▸ **ИСХОДНЫЙ ТЕКСТ**

# # #

Бог, которого мы здесь получаем, весьма напоминает бога из доброго старого большевистского анекдота: ловкий пропагандист после смерти оказывается в аду и быстро уговаривает стражей выпустить его, чтобы он мог отправиться в рай. Заметив его отсутствие, дьявол отправляется к богу и требует, чтобы пропагандист вернулся в ад, который является владением дьявола. Но, когда дьявол только начинает говорить «господи…», бог перебивает его: «Во-первых, я не господь, а товарищ. Во-вторых, ты разве сумасшедший, который разговаривает с выдумкой — ведь меня нет! А в-третьих, давай-ка покороче, а то я опаздываю на партийное собрание!» Вот в таком боге нуждаются нынешние левые — в боге, который полностью «стал человеком», товарищем среди нас, то есть тем, кого не только «нет», но и тем, кто сам об этом знает. Они всецело отдаются любви, соединяющей членов Святого Духа (Партии, освободительного коллектива).

# # #

(Извлечённые строки)
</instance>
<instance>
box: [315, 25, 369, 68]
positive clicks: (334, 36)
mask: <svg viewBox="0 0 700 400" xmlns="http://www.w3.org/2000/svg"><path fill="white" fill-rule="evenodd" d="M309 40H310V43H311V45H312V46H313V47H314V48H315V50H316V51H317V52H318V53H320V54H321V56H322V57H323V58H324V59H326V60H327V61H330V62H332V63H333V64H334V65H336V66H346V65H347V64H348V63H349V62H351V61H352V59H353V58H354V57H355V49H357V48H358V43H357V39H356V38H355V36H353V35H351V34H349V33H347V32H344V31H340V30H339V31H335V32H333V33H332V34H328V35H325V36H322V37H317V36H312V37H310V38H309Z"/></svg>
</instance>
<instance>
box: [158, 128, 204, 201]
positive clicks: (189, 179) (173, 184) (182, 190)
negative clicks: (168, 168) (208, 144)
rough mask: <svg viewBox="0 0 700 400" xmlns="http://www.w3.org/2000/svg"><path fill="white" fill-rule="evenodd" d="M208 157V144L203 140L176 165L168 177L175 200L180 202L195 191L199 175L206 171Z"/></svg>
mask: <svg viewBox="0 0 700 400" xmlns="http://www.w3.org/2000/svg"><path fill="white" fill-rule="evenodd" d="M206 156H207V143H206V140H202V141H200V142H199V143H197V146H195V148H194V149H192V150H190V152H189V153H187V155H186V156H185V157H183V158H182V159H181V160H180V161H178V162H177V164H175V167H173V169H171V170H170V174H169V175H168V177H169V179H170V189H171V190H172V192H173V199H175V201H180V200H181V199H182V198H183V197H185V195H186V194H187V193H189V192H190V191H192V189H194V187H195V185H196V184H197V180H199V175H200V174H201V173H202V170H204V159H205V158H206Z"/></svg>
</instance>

# # #

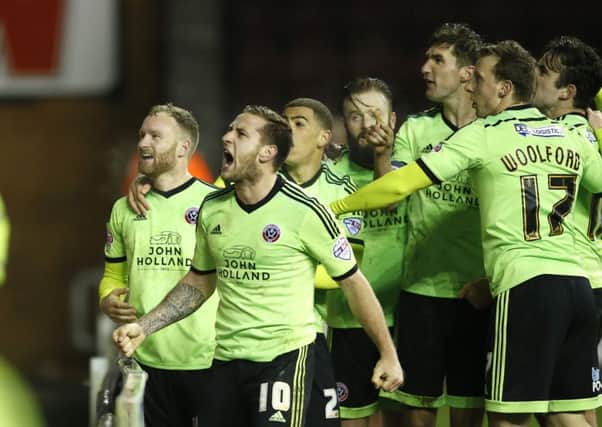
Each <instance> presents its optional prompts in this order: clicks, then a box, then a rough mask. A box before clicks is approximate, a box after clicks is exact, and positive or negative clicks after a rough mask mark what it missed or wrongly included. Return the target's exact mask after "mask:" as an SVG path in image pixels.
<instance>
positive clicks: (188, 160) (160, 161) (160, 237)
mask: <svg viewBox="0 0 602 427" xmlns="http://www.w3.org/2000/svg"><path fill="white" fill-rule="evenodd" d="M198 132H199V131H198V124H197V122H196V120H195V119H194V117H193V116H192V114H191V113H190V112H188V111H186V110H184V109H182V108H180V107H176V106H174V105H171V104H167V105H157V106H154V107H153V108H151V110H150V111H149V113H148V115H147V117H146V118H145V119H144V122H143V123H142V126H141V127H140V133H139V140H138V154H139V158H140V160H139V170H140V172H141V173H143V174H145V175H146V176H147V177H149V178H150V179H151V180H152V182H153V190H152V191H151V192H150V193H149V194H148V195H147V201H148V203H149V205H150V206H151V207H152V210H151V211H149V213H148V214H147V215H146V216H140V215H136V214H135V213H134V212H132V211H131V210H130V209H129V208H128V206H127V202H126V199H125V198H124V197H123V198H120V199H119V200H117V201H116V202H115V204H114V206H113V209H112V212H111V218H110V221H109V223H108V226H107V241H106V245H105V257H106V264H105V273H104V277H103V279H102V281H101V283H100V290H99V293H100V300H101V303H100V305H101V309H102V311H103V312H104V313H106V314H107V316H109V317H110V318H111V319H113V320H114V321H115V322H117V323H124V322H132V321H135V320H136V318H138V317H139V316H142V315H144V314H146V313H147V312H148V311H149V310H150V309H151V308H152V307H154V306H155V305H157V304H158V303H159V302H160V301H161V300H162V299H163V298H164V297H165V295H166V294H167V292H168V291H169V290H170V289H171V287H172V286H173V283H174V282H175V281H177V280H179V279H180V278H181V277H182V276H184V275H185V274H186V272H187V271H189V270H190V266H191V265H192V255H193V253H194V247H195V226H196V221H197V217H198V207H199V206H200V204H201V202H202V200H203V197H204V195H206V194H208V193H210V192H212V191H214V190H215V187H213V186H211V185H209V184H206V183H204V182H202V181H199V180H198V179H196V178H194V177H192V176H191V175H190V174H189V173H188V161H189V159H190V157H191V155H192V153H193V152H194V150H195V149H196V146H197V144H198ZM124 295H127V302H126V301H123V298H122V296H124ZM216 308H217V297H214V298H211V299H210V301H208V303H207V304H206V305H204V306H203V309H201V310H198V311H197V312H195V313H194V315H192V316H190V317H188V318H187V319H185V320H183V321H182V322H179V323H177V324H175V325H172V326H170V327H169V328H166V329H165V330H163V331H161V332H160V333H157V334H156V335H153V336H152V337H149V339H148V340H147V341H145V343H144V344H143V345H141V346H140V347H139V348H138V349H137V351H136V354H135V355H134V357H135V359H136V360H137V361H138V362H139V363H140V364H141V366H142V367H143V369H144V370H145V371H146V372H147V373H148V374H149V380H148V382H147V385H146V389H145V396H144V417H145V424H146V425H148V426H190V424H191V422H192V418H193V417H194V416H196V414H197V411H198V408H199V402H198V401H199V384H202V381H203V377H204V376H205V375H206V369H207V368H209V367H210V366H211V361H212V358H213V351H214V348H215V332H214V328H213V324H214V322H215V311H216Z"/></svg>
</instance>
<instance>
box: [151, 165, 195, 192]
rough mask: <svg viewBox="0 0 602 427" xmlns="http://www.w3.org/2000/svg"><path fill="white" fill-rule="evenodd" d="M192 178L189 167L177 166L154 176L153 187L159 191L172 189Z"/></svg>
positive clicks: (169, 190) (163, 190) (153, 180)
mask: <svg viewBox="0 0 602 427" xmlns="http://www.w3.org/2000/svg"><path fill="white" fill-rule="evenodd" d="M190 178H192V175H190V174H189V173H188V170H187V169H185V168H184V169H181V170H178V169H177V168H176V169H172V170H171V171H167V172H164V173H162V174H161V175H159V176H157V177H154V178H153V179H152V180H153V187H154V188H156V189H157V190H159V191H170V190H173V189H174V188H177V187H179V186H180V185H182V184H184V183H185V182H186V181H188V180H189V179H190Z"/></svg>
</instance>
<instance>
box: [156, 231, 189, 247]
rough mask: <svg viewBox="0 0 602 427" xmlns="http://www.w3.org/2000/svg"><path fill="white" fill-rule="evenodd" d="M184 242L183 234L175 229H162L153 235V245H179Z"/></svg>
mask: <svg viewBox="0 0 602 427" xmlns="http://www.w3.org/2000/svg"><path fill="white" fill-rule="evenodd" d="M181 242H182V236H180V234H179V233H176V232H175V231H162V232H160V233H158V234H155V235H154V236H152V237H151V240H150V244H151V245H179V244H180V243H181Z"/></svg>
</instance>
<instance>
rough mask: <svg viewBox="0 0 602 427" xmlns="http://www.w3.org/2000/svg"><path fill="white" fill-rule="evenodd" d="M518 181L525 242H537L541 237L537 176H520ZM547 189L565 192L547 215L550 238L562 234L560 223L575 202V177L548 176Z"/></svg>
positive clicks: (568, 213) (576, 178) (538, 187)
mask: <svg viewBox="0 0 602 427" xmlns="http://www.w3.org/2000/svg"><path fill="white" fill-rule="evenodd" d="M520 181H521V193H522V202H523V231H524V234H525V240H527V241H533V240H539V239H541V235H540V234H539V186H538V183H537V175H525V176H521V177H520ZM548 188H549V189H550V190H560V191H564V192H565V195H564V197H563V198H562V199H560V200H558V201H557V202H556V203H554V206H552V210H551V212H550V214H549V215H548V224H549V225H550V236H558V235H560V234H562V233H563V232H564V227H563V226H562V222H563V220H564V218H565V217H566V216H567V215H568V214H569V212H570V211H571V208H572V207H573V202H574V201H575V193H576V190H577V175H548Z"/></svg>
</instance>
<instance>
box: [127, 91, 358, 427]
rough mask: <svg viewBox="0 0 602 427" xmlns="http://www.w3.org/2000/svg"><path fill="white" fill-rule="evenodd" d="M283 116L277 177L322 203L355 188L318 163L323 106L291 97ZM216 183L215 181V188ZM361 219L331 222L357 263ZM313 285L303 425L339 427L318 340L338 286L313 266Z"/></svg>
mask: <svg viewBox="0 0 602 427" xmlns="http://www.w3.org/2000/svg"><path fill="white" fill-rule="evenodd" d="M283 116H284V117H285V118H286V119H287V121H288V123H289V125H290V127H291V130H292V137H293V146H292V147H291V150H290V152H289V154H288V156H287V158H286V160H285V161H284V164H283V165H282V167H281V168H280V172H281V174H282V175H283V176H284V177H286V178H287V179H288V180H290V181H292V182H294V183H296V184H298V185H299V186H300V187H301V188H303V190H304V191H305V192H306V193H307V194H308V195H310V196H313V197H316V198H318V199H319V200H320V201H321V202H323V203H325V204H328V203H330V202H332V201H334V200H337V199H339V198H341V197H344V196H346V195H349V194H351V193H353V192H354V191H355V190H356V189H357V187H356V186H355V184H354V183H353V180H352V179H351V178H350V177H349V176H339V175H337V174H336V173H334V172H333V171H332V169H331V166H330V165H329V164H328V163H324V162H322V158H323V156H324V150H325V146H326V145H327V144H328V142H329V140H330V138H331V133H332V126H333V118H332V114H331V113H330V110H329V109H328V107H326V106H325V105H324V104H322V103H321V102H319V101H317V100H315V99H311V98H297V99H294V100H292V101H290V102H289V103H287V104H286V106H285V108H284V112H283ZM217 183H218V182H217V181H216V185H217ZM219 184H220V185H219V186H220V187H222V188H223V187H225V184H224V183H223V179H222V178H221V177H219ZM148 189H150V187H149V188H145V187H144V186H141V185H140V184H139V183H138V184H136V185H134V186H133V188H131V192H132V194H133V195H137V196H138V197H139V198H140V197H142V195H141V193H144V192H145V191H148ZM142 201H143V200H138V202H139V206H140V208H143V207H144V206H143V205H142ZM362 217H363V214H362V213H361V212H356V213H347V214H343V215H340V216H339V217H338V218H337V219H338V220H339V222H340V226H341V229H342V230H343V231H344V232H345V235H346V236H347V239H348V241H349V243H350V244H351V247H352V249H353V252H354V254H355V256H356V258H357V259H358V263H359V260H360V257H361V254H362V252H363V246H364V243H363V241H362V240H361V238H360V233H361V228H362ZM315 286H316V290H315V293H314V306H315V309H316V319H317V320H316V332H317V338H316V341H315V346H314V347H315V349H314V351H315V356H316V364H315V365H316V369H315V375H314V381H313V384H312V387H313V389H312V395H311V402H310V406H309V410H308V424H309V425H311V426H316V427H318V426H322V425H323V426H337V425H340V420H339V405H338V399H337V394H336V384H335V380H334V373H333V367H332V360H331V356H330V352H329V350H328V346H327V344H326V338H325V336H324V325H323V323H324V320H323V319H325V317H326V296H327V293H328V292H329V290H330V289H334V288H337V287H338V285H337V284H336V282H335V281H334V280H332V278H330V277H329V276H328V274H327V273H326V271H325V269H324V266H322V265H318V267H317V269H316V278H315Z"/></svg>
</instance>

# # #

▸ **ВАШИ ЗАДАНИЯ**
**1.** Продублируйте целиком текст о боге из большевистского анекдота, ничего в нём не меняя.
**2.** Соберите из строк все, где встречается слово «positive», учитывая регистр букв.

▸ **ОТВЕТЫ К ЗАДАНИЯМ**
**1.**
Бог, которого мы здесь получаем, весьма напоминает бога из доброго старого большевистского анекдота: ловкий пропагандист после смерти оказывается в аду и быстро уговаривает стражей выпустить его, чтобы он мог отправиться в рай. Заметив его отсутствие, дьявол отправляется к богу и требует, чтобы пропагандист вернулся в ад, который является владением дьявола. Но, когда дьявол только начинает говорить «господи…», бог перебивает его: «Во-первых, я не господь, а товарищ. Во-вторых, ты разве сумасшедший, который разговаривает с выдумкой — ведь меня нет! А в-третьих, давай-ка покороче, а то я опаздываю на партийное собрание!» Вот в таком боге нуждаются нынешние левые — в боге, который полностью «стал человеком», товарищем среди нас, то есть тем, кого не только «нет», но и тем, кто сам об этом знает. Они всецело отдаются любви, соединяющей членов Святого Духа (Партии, освободительного коллектива).

**2.**
positive clicks: (334, 36)
positive clicks: (189, 179) (173, 184) (182, 190)
Each <instance> presents its optional prompts in this order: clicks, then a box, then a rough mask. A box before clicks is approximate, a box after clicks is exact, and positive or negative clicks after a rough mask mark what it missed or wrongly included. Return the target's exact mask after "mask:" as an SVG path in image pixels.
positive clicks: (188, 160) (160, 161) (160, 237)
positive clicks: (169, 190) (163, 190) (153, 180)
positive clicks: (568, 213) (576, 178) (538, 187)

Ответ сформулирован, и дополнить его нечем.